▼▼▼
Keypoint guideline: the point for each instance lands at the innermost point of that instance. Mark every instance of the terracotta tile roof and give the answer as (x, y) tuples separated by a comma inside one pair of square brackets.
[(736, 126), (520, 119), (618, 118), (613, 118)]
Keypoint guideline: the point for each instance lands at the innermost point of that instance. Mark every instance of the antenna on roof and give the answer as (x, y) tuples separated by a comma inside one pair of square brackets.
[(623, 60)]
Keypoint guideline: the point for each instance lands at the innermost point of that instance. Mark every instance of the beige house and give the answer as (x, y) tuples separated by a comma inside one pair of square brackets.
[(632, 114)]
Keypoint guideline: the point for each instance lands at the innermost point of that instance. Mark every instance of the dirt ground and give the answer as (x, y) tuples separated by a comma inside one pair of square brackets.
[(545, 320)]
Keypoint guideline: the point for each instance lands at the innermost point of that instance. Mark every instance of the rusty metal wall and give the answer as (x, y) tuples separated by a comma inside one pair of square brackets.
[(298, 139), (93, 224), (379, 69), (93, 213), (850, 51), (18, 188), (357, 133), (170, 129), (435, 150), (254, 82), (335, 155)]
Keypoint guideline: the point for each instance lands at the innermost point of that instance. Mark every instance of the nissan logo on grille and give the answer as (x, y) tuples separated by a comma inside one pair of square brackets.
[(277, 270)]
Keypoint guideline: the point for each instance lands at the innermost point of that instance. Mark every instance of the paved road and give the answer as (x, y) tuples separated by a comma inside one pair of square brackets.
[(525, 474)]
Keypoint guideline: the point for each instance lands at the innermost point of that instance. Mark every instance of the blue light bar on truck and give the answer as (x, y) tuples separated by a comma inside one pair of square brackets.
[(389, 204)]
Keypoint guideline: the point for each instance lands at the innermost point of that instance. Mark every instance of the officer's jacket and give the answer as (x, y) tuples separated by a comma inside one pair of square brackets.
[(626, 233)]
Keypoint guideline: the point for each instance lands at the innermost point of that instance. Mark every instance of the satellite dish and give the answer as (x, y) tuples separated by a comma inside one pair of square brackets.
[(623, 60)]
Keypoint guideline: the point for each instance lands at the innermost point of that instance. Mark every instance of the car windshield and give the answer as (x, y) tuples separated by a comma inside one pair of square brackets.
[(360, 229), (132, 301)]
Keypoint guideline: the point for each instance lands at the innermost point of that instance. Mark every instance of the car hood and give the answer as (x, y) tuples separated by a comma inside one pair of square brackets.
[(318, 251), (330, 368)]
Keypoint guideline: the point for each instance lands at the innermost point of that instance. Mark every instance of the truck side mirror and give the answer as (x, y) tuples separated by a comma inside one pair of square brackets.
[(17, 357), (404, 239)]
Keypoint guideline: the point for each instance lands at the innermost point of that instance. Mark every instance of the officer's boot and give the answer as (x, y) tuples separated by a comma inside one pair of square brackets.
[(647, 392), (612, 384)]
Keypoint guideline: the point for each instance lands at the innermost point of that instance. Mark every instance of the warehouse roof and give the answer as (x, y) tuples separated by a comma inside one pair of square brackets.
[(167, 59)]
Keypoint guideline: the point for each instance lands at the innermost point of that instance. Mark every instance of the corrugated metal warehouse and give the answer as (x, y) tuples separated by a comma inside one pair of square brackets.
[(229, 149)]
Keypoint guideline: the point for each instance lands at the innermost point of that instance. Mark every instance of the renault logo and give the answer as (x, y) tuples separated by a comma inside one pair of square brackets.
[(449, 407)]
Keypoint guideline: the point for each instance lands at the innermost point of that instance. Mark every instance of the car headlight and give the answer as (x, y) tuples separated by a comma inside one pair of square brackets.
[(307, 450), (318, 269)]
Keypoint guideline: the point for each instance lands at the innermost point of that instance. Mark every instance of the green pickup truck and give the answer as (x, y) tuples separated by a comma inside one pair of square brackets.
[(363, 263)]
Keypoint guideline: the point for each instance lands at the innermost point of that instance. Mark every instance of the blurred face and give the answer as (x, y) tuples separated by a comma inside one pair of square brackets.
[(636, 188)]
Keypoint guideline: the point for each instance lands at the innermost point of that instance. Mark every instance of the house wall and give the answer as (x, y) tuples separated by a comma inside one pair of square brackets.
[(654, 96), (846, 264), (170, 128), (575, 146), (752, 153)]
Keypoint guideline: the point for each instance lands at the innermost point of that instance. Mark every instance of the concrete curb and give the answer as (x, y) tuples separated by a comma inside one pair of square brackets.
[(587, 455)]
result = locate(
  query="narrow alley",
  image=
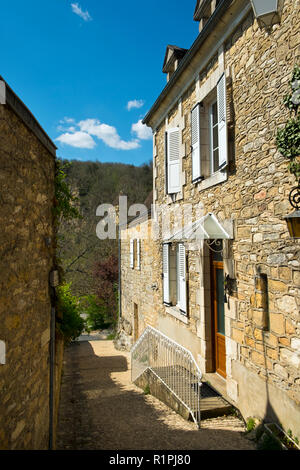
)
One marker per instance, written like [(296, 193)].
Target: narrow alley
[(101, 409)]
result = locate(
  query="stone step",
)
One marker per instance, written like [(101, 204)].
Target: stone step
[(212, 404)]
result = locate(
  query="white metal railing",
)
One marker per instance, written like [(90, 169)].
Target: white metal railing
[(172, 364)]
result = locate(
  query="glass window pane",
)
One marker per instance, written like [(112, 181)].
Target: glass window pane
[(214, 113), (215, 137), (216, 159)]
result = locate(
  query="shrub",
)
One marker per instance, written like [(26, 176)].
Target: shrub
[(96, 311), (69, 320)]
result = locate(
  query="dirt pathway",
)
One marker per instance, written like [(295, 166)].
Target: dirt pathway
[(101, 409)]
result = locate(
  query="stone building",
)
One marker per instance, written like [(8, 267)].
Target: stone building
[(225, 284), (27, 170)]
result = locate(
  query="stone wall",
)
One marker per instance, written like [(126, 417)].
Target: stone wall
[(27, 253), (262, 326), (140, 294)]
▲▲▲
▼▼▼
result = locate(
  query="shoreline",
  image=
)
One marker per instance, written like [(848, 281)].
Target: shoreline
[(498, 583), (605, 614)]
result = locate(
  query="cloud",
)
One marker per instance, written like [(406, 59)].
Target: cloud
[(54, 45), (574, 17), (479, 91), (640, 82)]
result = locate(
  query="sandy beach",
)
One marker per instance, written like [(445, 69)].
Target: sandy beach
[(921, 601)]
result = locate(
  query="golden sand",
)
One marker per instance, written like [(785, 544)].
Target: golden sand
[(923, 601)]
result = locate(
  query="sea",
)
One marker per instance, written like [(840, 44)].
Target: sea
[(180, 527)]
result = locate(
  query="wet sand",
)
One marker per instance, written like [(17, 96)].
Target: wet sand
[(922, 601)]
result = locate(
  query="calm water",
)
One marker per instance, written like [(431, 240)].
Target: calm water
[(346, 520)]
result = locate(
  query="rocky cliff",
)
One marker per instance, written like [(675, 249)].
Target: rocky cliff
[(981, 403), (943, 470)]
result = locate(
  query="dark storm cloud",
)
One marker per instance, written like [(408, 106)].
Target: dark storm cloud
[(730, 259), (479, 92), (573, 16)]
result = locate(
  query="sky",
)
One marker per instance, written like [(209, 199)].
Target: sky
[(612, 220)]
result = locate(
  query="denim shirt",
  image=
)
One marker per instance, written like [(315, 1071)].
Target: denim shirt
▲▲▲
» YOUR INSTRUCTIONS: Pull out every line in the records above that contains the word "officer".

» TASK OUTPUT:
Keypoint guideline: the point for each instance lands at the innermost point of that instance. Mark every instance of the officer's jacket and give the answer as (x, y) tuples separated by a comma inside one pair of square brackets.
Keypoint guideline: the point for each instance lands at the innermost point of that instance. Mark every instance of the officer's boot and give the answer as (x, y) tuples separated by a comma inside one pair of square brackets.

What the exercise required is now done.